Direction:
In your copy, leave out the pictures; write out all the data exactly.
************
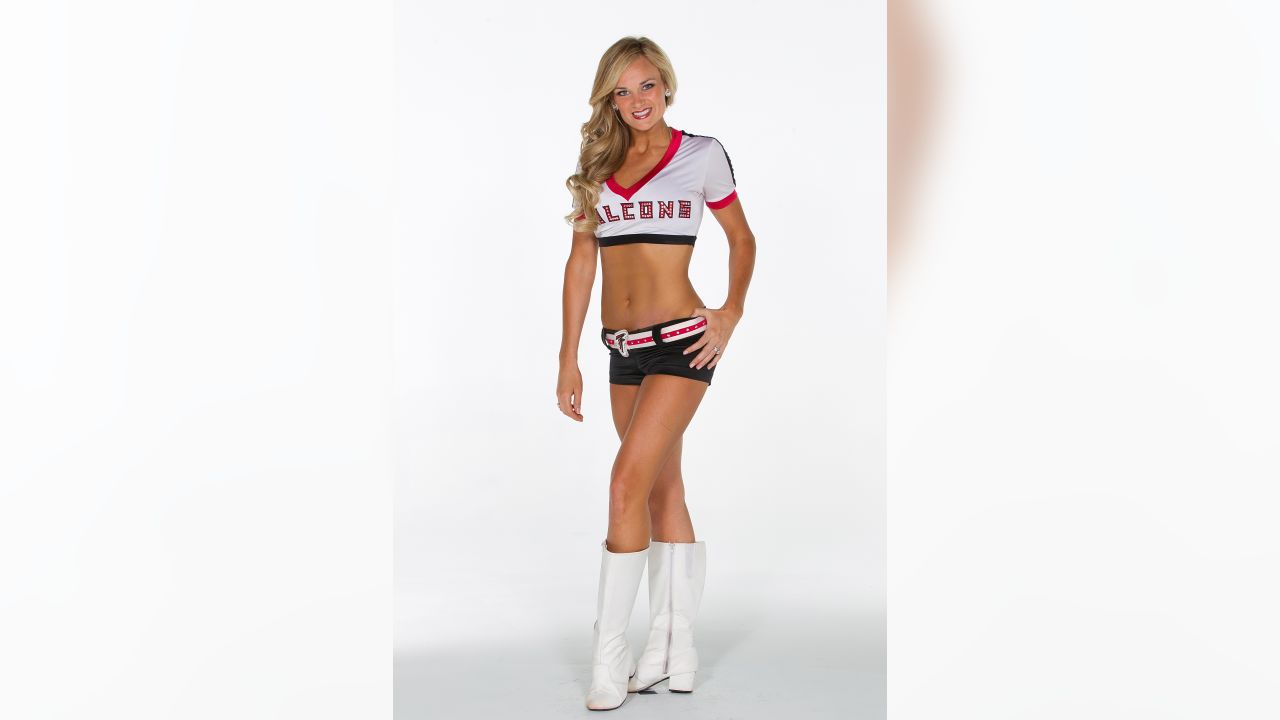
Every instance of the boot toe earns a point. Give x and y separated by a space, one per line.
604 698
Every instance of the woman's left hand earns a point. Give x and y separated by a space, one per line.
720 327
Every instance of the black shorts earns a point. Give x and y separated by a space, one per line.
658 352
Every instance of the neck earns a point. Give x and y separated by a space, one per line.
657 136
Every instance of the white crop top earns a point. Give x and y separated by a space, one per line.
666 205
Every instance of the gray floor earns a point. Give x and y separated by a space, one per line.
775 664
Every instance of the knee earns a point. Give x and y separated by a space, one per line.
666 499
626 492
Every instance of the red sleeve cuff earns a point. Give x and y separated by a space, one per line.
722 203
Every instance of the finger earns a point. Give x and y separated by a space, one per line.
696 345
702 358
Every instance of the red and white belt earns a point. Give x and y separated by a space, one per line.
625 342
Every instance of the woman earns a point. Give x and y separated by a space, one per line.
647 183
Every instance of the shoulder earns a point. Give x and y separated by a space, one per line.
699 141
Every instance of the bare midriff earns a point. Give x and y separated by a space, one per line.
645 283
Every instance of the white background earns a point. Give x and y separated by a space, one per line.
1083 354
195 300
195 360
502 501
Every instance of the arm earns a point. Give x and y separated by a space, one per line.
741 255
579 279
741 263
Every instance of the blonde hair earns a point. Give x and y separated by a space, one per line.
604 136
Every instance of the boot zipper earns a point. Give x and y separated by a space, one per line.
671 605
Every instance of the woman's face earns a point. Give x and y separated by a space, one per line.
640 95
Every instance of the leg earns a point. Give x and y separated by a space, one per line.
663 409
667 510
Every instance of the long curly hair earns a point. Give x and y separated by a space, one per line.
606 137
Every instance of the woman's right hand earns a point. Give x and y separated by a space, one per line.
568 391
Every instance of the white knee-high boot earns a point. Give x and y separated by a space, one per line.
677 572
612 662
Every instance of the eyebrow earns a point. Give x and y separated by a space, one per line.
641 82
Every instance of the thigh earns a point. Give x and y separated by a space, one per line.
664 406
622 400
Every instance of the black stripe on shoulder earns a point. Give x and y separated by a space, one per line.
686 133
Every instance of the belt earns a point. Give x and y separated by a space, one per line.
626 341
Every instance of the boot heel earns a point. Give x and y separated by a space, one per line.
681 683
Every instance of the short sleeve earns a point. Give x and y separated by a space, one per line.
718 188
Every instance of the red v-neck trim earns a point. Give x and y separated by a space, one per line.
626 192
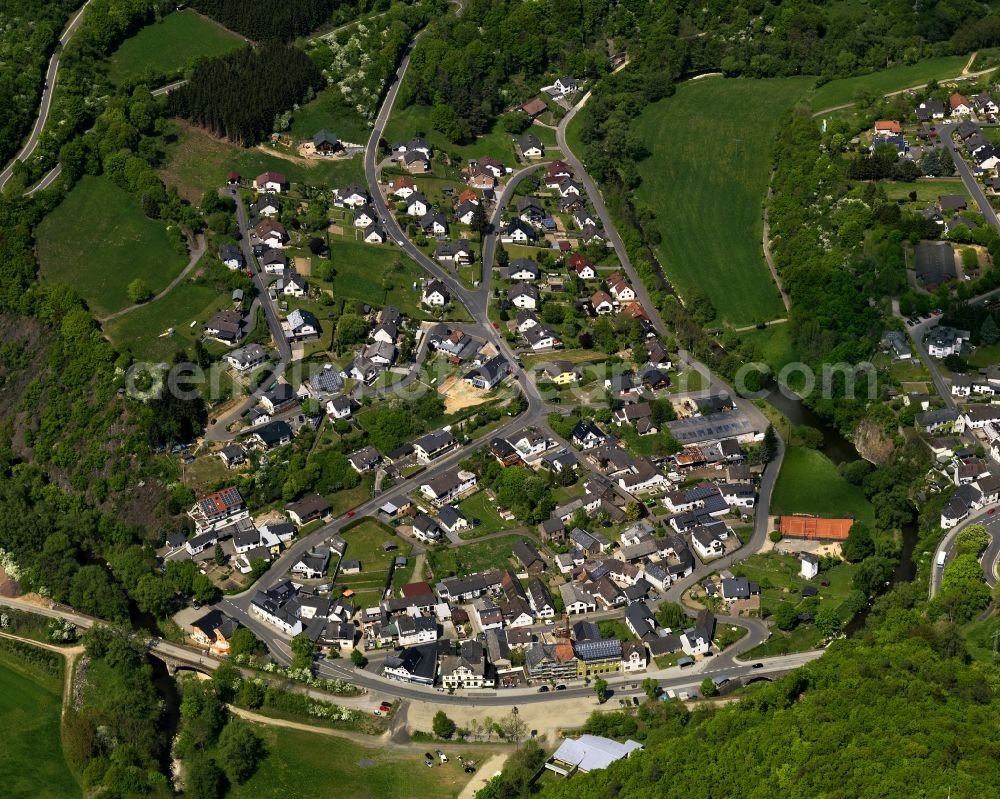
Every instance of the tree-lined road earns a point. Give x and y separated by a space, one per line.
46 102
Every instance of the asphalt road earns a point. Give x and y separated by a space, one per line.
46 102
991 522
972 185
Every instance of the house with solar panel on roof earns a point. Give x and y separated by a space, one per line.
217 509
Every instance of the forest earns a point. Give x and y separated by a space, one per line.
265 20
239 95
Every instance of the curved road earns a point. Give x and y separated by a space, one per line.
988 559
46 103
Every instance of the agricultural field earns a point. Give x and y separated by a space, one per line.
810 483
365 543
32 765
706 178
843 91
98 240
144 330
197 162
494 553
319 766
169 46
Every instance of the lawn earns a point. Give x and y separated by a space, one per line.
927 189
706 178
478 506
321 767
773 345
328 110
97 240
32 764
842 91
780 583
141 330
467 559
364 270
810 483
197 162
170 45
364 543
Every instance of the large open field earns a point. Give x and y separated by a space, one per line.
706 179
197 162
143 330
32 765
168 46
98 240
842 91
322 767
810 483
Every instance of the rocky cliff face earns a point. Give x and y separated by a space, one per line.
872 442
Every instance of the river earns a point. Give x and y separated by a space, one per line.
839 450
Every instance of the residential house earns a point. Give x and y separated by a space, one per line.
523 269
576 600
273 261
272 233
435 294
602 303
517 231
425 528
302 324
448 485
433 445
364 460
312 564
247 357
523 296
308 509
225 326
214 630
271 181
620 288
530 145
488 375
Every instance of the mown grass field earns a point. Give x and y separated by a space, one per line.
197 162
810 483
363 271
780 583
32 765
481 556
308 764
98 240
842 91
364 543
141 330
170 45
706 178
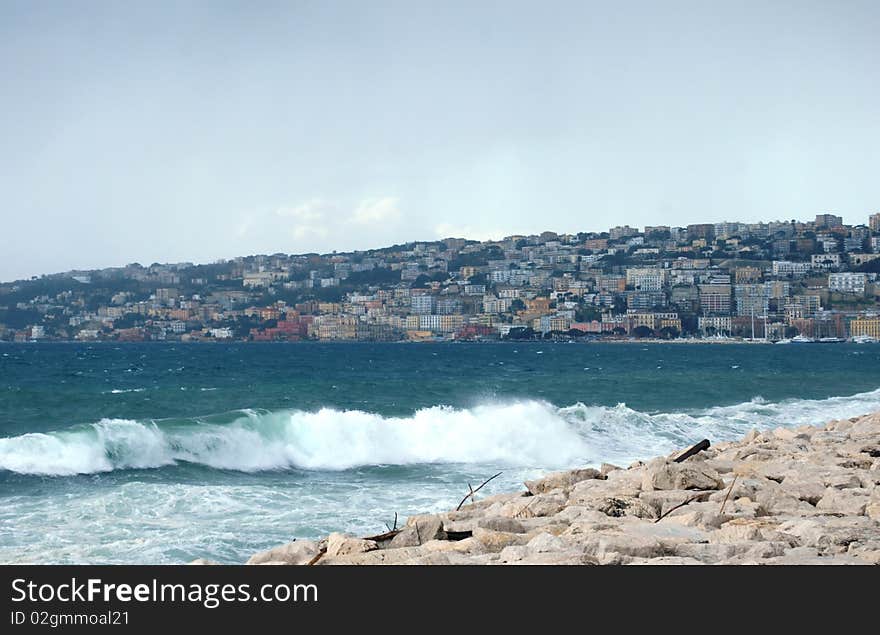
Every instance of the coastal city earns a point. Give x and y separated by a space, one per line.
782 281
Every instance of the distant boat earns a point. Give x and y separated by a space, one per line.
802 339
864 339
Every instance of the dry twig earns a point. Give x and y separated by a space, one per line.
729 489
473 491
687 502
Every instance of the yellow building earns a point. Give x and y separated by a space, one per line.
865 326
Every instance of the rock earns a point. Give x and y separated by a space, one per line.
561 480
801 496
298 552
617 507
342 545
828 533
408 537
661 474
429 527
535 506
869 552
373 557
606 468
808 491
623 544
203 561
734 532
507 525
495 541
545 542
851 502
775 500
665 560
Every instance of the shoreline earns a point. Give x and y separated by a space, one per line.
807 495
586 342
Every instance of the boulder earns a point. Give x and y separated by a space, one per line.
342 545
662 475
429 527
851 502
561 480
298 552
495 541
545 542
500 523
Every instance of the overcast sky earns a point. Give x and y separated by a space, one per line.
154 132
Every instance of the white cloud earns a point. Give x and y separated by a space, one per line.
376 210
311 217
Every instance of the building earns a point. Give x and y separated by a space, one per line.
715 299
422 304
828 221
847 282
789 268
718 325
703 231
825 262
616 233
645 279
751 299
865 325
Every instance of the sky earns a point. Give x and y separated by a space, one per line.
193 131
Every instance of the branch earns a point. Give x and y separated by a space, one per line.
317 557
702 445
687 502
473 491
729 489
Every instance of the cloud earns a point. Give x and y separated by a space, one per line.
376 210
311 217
************
Exercise output:
Every instance of the boot toe earns a point. Give x and y separated by a space, one per line.
604 698
Every instance of the woman's left hand earns a point. Give x and y separated by a space, one per line.
720 327
Every instance of the black shorts earns a point. Give x and y separated by a space, one per line.
658 352
Every instance of the neck earns a point. Give x and y separated by a space, one per line.
657 136
Every instance of the white crop top earns a point. Give x and y separated by a space, one per line.
666 205
Every instance of the gray floor earns a point. Give x and y separated by a space, one per line.
775 664
Every instance of the knee earns a point. Give x and y separated by a space, one per line.
666 499
626 492
Every instance of the red sleeve cuff earns a point. Give x and y separated by a space, one per line.
722 203
Every instance of the finger earns a point. Give x and y separated by a space, one per line.
696 345
702 358
Every instance of the red and white belt earns a point. Give x and y separated by a space, one per line.
625 342
Every instance of the woman earns a point. Give x and y separated by a space, one per line.
647 183
Every instance of the shoulder earns a point. Give x and y separated by a space, one per line.
699 141
Every instance of the bare midriff earns a point. Give x and y separated by a space, one per line.
645 283
Every instance of the white background earns a point. Give x and y separated by a space, one per line.
1083 354
195 300
195 360
502 501
Every instance of the arm earns a point. Give x and y separated by a space, one per line.
741 255
579 279
741 263
Every instance of the blonde hair earns a point. Give x and y separated by a space, one per line.
604 136
Every instance of the boot zipper earns a point. Give x and y separated by a space, one per line.
671 605
Every instance of the woman's face earns a point. Give x and y separated by a space, one per line.
640 95
Every instance of the leg earns a point. Give x and y separated by a space, one per line.
663 409
667 510
Every instance of the long curly hair earns a point. Give x and y separated by a space, one per line.
606 137
Every instance of the woman's right hand earns a point. Give x and y separated by a space, one per line.
568 391
Every instance of the white knee-high boot earns a point. Give x and y separated by a space, one per line.
677 572
612 662
Every instance of the eyebrow earns a point. Give x and y separated by a space, one per line.
641 82
Every instance of the thigh earns a point. Give x and y separated by a space, one per line.
664 406
622 400
Every instance of the black stripe on shoulder earns a point. Give x and y separated by a space, one per line.
686 133
Every instance of the belt earns a point. Give x and y separated by a space, one per line.
626 341
Every instance of the boot heel earns a point. Give x and y separated by a space, one per line.
681 683
Every instance of the short sleeve earns a point. Give x and y separated by a space, one per line.
718 188
Every instance of the red v-neck trim earns a point. Give x and y separated by a space, one per line.
626 192
Every instance of the tree-lined road earns a point. Give x and y separated by a space, one per line.
46 102
Every instance of the asphalt road earns a point. Give x and y separated by a space, one per line.
46 102
991 522
972 185
Every instance of the house with solar panel on roof earns a point. Give x and y separated by a space, one per line.
217 509
Every instance of the forest earns a point. Give x and y separated by a space, one per line.
265 20
239 95
Every instance of the curved road earns a point. Give x and y separated by a space, one per line.
988 559
46 103
Every instance of the agricultural field earns a point. Give x and y separated by a space, one per line.
810 483
365 543
32 765
706 178
843 91
98 240
144 330
197 162
494 553
319 766
169 46
Every instance of the lawn earns a point. Give x and y separated by a space, one per line.
927 189
706 178
478 506
321 767
773 345
328 110
97 240
32 764
842 91
780 583
141 330
467 559
364 270
810 483
197 162
170 45
364 543
Every instance of the large open field earns a point. Give x and y separated by a space, one per line.
706 179
197 162
143 330
32 765
168 46
98 240
842 91
322 767
810 483
Every instance of the rocky cliff face earns a point. Give x and y separated by a space, one per line.
872 442
Every instance of the river earns a point. Give x and y separated by a space, one per line.
839 450
Every instance of the residential house earns a point. Give x and y separated by a space, one per line.
523 269
576 600
273 261
272 233
435 294
602 303
517 231
425 528
302 324
448 485
433 445
364 460
312 564
247 357
523 296
308 509
225 326
214 630
271 181
620 288
530 145
488 375
Every instance of the mown grass field earns a point. Give x and y separated by a space, one per line.
197 162
810 483
363 271
780 583
32 765
481 556
308 764
98 240
842 91
364 543
141 330
170 45
706 178
Every instance of the coastal city earns a point. Give x and y separated by a space, one per line.
782 281
Every instance of the distant boat earns a point. Give x and y separated by a space, one per line.
802 339
864 339
Every instance of the dry twig earns a point. Give x and y separated by a space, one per line.
729 489
473 491
687 502
Every instance of the yellow building earns a point. Give x and y separated by a space, one per line.
865 326
Every instance of the rock earns a point. Give x and y separated by a space, one per line.
561 480
801 496
298 552
617 507
342 545
828 533
408 537
661 474
429 527
535 506
869 552
373 557
606 468
808 491
623 544
203 561
734 532
507 525
495 541
545 542
851 502
775 500
665 560
Every instance of the shoreline earns a point. Give x and y separated by a space, one per line.
807 495
586 342
Every instance of the boulder earns a point. Give x and y separated by a space, one per line.
342 545
662 475
429 527
851 502
561 480
298 552
495 541
545 542
500 523
Every instance of the overcast sky earns a point. Give x and y separated by a space, one per line.
154 132
Every instance of the white cloud earns a point. Give x and y separated by a space, one per line.
376 210
311 217
Every instance of the building earns a point. Give x and y separated by a space, one per line.
715 299
422 304
828 221
847 282
789 268
718 325
703 231
825 262
616 233
645 279
751 299
865 325
Every instance of the sky earns a point. Give x and y separated by a space, one per line.
193 131
Every instance of the branch earns a point. Give x and y separated by a space, one per line.
317 557
702 445
687 502
473 491
729 489
Every instance of the cloud earns a point. Give x and y separated by a space, one per line.
376 210
311 217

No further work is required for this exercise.